● **WRITTEN REQUEST A**: Return, unchanged, the part of the passage on contending for the faith that opens with the words containing "This is a Code" and closes with "Romans 13:11 NLT.".

● **TEXT PASSAGE**:
No picture can be drawn to more vividly depict the age in which we live, nor could there be voiced a greater sense of urgency to contend for the faith than these: “I’ve dropped everything to write you about this.” Jude’s “compelling sense of obligation to the people of God prompted him to change his focus for their spiritual good,” one commentator writes. The text suggests His original intent was to write a letter of encouragement to the church concerning their common salvation but was overcome by an imminent danger infiltrating their ranks.

Believer’s, the Christian community is under siege. Much in the same way as when Jude penned the above words, a serious effort to undermine and destroy the undergirding truth claims of scripture is in full swing and picking up speed. Humanism, secularism, relativism, pluralism, and a countless host of other such isms are being served the gullible society we have become from every conceivable platform and media outlet including the pulpits of many mainstream churches and their respective denominational hierarchies. We must come down from the bleachers, get off the sidelines and get out on the field with more than a pea shooter.

Attending church on Sundays, returning thanks over meals, and saying bedtime prayers is good and encouraged but insufficient in and of themselves to defend the faith from those who would misrepresent and malign it. As the serpent reasoned with Eve in the garden challenging the truth of what God had said, and Satan with Jesus in the Judean wilderness; the war being waged is one of words, of ideas, of opposing worldviews and systems of belief.

Paul instructed Timothy to be a good soldier of Jesus Christ; should we be anything less? In 2 Corinthians 10:3-6 he wrote:

“The world is unprincipled. It’s dog-eat-dog out there! The world doesn’t fight fair. But we don’t live or fight our battles that way-never have and never will. The tools of our trade aren’t for marketing or manipulation, but they are for demolishing that entire massively corrupt culture. We use our powerful God-tools for smashing warped philosophies, tearing down barriers erected against the truth of God, fitting every loose thought and emotion and impulse into the structure of life shaped by Christ. Our tools are ready at hand for clearing the ground of every obstruction and building lives of obedience into maturity” (The Message).

This is a Code Red call for followers of Christ to take a stand, “. . . all the more urgent, for you know how late it is; time is running out. Wake up, for our salvation is nearer now than when we first believed” – Romans 13:11 NLT.

● **EXERCISE INPUTS**:

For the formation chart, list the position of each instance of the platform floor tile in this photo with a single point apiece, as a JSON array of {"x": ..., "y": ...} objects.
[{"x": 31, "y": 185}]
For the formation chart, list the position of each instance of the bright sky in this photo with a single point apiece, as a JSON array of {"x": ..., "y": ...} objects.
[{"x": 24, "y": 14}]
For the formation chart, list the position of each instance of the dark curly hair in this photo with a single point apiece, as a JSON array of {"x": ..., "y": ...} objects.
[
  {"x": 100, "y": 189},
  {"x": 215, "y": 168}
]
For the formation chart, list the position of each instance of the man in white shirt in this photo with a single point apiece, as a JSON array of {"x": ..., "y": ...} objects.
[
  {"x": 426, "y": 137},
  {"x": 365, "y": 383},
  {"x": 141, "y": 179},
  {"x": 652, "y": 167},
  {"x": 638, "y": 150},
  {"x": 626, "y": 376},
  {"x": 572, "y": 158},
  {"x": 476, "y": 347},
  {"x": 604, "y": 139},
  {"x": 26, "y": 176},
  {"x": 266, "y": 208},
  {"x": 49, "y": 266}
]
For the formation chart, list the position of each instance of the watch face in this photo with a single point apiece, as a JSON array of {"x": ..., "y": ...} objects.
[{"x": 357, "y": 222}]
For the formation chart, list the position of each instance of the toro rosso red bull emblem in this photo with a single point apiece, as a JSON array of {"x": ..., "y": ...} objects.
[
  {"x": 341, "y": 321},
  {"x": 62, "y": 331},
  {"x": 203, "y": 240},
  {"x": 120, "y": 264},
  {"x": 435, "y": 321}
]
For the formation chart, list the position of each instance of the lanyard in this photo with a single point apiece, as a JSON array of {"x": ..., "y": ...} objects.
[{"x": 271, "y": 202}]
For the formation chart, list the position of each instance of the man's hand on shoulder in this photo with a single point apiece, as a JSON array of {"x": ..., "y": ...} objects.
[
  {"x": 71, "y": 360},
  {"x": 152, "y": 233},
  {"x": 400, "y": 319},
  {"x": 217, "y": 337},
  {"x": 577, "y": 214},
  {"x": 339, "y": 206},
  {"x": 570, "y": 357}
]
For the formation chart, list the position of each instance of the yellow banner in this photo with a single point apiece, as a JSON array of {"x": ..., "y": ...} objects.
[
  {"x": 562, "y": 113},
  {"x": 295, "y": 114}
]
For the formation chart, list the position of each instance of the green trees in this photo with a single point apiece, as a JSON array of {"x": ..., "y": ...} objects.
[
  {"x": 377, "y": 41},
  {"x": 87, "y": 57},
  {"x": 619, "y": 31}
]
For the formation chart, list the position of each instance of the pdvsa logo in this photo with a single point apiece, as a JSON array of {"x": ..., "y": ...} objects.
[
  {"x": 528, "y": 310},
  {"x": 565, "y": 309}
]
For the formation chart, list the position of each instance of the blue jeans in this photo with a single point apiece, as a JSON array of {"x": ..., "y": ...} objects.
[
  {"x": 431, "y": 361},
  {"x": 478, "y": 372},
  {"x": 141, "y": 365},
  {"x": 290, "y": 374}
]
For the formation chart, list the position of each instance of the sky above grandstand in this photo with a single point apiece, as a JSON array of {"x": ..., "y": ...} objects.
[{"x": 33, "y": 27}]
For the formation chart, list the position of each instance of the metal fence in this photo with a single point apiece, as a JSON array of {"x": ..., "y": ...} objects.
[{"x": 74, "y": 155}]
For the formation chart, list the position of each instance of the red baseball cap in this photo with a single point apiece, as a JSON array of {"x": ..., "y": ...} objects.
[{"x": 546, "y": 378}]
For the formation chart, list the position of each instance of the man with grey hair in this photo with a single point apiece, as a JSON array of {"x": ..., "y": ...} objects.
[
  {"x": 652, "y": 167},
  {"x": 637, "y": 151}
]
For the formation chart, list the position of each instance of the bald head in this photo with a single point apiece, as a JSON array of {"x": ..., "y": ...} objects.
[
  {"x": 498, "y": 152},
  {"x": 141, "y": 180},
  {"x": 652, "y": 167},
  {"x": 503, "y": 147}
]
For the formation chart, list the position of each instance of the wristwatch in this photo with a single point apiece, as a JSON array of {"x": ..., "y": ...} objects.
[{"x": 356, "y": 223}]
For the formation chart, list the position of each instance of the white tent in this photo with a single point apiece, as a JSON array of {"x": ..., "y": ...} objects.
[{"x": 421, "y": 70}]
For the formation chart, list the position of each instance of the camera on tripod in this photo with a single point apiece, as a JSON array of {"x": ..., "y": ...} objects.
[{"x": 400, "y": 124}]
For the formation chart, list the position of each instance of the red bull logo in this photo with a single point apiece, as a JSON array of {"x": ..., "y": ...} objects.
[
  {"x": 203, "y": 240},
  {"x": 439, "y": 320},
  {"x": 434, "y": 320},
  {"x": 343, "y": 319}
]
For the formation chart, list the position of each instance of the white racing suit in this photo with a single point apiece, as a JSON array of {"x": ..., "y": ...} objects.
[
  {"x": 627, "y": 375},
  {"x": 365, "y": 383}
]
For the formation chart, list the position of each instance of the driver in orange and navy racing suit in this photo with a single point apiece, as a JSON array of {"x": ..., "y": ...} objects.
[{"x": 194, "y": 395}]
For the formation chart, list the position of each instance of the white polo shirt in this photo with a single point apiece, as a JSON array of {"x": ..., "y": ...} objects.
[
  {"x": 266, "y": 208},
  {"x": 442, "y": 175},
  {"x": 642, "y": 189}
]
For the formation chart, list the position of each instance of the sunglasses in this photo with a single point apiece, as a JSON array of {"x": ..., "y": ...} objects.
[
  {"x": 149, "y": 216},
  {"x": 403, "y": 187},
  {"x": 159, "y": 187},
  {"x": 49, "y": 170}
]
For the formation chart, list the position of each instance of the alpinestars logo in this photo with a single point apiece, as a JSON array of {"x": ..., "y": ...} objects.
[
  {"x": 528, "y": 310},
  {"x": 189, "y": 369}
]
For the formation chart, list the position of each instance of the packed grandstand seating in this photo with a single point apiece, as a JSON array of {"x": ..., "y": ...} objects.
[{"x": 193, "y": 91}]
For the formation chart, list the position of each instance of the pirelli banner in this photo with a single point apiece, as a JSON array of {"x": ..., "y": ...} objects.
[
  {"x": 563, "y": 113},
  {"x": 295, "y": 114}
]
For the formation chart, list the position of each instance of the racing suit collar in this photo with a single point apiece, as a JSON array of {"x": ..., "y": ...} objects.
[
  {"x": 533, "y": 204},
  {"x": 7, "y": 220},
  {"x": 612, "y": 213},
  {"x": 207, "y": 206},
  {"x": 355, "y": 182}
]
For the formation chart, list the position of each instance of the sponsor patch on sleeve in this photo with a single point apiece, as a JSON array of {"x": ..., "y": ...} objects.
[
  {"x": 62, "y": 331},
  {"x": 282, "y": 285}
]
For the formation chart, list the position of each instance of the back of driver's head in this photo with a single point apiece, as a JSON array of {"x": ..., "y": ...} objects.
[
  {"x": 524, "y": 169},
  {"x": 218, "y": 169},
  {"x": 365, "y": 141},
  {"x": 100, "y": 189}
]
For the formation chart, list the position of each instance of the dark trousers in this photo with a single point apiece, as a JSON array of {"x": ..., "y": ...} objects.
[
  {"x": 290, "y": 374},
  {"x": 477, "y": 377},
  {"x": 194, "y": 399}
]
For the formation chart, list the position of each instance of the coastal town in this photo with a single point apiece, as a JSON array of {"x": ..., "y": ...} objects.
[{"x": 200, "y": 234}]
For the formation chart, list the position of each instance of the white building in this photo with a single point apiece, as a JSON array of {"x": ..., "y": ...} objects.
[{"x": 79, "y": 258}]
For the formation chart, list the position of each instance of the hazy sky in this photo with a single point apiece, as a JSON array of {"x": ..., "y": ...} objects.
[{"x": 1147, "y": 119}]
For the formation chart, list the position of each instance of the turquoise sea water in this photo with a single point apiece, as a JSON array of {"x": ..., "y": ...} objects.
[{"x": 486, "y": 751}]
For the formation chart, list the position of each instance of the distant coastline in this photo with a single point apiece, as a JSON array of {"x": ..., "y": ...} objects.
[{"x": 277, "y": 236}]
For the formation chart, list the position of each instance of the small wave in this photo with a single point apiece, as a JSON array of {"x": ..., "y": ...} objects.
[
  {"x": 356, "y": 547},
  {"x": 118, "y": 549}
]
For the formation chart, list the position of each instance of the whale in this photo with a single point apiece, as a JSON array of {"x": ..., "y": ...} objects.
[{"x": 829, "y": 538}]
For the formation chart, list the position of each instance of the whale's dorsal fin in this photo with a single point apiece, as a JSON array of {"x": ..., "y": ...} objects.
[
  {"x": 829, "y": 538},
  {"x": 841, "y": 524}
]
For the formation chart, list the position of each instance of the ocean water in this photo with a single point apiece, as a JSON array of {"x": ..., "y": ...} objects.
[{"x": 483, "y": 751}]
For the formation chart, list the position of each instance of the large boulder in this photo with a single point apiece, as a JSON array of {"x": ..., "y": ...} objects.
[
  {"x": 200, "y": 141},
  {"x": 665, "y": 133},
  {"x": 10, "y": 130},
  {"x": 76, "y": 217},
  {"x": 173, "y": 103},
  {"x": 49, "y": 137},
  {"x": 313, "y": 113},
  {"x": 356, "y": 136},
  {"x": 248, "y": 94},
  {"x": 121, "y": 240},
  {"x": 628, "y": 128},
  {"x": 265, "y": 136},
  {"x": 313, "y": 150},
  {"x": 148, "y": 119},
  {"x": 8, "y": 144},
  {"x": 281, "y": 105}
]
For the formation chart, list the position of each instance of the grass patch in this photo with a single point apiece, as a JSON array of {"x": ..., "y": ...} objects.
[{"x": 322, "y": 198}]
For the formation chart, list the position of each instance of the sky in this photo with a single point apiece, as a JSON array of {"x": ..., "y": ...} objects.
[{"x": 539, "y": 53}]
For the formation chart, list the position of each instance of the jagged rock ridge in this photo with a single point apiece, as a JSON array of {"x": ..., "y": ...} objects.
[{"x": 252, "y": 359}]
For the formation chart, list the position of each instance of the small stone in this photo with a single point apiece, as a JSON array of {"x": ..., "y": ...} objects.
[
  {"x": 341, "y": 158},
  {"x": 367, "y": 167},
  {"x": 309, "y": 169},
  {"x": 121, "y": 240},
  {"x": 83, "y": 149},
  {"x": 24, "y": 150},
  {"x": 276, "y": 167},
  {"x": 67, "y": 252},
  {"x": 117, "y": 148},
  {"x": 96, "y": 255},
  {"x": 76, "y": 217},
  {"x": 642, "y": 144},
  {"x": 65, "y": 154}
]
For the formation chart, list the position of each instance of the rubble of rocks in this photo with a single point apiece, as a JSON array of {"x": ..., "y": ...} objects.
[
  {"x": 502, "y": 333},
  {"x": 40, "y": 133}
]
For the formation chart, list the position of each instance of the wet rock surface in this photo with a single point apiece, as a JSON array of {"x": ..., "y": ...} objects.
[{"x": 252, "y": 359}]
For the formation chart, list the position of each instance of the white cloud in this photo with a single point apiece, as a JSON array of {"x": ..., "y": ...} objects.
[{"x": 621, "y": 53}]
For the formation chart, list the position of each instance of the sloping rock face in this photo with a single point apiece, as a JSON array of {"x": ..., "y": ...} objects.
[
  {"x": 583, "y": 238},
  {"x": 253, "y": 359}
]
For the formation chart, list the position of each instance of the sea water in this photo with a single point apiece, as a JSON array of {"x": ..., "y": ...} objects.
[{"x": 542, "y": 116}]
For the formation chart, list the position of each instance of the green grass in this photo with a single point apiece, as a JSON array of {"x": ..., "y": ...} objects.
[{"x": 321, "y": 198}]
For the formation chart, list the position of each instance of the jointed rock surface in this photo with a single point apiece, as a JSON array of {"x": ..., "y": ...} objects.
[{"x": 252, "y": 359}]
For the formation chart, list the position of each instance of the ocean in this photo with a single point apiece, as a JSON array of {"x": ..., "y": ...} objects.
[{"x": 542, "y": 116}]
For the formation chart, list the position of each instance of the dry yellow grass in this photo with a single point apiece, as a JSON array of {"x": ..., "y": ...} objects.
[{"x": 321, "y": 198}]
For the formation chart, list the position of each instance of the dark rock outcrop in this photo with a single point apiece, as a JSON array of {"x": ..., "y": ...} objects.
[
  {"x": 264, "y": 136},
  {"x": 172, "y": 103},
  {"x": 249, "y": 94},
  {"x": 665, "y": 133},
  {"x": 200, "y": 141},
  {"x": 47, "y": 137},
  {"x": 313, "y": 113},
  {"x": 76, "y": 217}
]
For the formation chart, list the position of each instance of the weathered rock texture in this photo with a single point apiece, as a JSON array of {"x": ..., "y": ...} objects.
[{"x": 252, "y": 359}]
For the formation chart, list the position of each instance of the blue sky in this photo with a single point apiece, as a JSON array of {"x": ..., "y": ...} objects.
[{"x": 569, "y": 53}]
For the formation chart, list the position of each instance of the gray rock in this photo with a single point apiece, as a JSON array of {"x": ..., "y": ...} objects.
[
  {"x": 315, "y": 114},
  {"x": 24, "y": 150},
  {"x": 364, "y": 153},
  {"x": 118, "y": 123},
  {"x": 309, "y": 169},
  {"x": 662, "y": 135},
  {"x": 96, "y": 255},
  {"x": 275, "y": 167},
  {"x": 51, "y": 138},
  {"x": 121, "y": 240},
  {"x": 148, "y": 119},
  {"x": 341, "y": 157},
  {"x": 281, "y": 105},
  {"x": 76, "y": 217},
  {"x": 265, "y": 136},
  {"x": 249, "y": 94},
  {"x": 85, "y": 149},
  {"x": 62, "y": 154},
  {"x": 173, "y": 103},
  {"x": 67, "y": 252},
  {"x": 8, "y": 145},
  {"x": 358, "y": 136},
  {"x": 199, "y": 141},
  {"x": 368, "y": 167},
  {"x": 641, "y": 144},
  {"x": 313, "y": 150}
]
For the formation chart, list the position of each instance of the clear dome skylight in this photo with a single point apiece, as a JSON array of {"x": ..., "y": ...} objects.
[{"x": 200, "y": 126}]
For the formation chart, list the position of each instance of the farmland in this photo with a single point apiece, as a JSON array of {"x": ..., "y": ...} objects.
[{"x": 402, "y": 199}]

● **WRITTEN REQUEST B**: Report every line of the listing above that contains the string "banner", treating case as significant.

● **TASK OUTPUT A**:
This is a Code Red call for followers of Christ to take a stand, “. . . all the more urgent, for you know how late it is; time is running out. Wake up, for our salvation is nearer now than when we first believed” – Romans 13:11 NLT.

● **TASK OUTPUT B**:
For the formation chart, list the position of each instance of the yellow banner in this photo with a single point apiece, as a JSON array of {"x": ..., "y": ...} objects.
For the formation chart, list the position of each instance of the pirelli banner in this photo with a single point apiece, as a JSON array of {"x": ..., "y": ...} objects.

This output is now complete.